Your task is to quote the material that follows, in full and exactly.

• • • •

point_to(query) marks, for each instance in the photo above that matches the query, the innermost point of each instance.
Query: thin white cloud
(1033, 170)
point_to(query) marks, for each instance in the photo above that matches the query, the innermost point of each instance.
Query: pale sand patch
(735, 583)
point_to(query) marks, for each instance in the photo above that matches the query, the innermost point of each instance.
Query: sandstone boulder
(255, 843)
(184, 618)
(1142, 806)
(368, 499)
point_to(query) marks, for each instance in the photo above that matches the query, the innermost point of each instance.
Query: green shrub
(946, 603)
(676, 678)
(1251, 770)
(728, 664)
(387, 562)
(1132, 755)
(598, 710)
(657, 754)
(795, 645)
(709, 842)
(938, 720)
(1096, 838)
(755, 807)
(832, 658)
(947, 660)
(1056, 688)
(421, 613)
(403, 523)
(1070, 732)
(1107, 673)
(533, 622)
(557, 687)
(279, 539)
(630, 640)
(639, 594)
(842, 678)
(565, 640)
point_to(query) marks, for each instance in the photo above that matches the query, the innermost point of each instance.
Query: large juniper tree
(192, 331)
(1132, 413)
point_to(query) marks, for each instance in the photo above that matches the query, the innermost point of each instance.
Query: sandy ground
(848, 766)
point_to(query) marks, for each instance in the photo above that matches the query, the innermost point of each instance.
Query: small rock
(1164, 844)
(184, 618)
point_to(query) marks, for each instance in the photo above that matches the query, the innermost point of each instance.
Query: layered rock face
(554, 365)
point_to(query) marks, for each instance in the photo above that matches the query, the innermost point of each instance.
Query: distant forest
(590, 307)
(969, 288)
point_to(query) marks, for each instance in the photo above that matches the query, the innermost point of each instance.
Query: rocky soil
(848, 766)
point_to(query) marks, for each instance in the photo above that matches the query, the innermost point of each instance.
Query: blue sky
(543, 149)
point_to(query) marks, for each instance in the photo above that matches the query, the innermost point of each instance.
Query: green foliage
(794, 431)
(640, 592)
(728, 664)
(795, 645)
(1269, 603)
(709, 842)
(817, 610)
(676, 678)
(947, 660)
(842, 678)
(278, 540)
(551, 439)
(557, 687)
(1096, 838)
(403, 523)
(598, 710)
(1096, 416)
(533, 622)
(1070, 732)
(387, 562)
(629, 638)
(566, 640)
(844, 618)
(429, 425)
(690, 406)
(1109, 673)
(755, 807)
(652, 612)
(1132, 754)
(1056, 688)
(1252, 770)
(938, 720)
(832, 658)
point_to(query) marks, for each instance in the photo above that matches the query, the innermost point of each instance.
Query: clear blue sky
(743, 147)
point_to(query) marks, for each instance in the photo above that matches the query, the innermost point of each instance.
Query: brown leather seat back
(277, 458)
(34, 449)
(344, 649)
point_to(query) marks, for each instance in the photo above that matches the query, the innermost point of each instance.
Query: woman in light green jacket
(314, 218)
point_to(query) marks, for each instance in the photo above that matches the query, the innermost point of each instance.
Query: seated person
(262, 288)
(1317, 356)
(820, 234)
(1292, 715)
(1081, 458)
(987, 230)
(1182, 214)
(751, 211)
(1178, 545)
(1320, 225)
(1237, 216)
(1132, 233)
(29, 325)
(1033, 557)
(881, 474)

• • • •

> [RESPONSE BELOW]
point_to(query) marks, for each instance in the photo above that matches the query, the innermost point of each instance.
Query: thin white cloud
(1033, 170)
point_to(query) marks, for each instance in the photo above that matches the query, the innermost point of each instance.
Query: pale sand patch
(735, 583)
point_to(query) marks, for each instance in the photo above that matches the query, the innermost point of each instance.
Query: sandstone boulder
(255, 843)
(184, 618)
(1142, 806)
(368, 499)
point_to(query) marks, for each instance in the photo above that matches the query, the innermost point of each instance.
Query: green shrub
(946, 603)
(676, 678)
(1251, 770)
(728, 664)
(387, 562)
(1132, 755)
(598, 710)
(657, 754)
(795, 645)
(709, 842)
(938, 720)
(1096, 838)
(755, 807)
(832, 658)
(947, 660)
(1056, 688)
(421, 613)
(403, 523)
(1070, 732)
(1107, 673)
(533, 622)
(557, 687)
(279, 539)
(630, 640)
(639, 594)
(842, 678)
(565, 640)
point_to(query) marks, for each instance in the photo above that matches the query, the innermost point of each instance.
Query: large juniper tree
(192, 331)
(1132, 413)
point_to(query) marks, for each instance in the photo above that matches the query, the innermost point of each instance.
Query: sandy ground
(848, 766)
point_to(query) marks, for each instance in the photo above that matches the query, the innermost point of each instance.
Query: small rock
(1164, 844)
(184, 618)
point_to(query) marks, for each instance in the photo above that matches the query, the innermost point of each instance.
Query: layered rock face
(554, 365)
point_to(query) marks, for each instance in the photo above that matches the query, the innermost point of each instance.
Query: distant forest
(590, 307)
(969, 288)
point_to(query) marks, for each instance in the photo above that matches the query, the innermost point of each instance.
Query: rocky soil
(848, 766)
point_to(query) marks, for each instance in the photo above that matches the query, the innermost point of each instance.
Query: blue sky
(543, 149)
point_to(query) marks, for each instance in the photo above that matches the query, the innermost point of each instance.
Query: green foliage
(794, 431)
(640, 592)
(728, 664)
(795, 645)
(1269, 603)
(709, 842)
(817, 610)
(676, 678)
(947, 660)
(842, 678)
(278, 540)
(551, 439)
(557, 687)
(1096, 838)
(403, 523)
(598, 710)
(1096, 416)
(533, 622)
(1070, 732)
(387, 562)
(629, 638)
(566, 640)
(844, 618)
(429, 425)
(690, 406)
(1109, 673)
(755, 807)
(652, 612)
(1132, 754)
(1056, 688)
(1252, 770)
(938, 720)
(832, 658)
point_to(query) marks, for each instance in the photo above that matches the query, the innermost point of each instance.
Query: clear blue sky
(743, 147)
point_to(query) marks, for each instance in the photo above that matches the query, the innermost point of each instance.
Query: brown leather seat back
(277, 458)
(34, 449)
(344, 649)
point_to(query) marks, for each instance in the photo above that matches the query, the innermost point of each instance.
Query: woman in light green jacket
(314, 218)
point_to(query) marks, for each instance in the photo above that matches the query, the innermost point of each instance.
Query: seated person
(262, 288)
(1317, 356)
(820, 234)
(1292, 715)
(1081, 458)
(987, 230)
(1182, 214)
(751, 211)
(1178, 545)
(1320, 225)
(1237, 216)
(1132, 233)
(29, 325)
(1033, 557)
(881, 474)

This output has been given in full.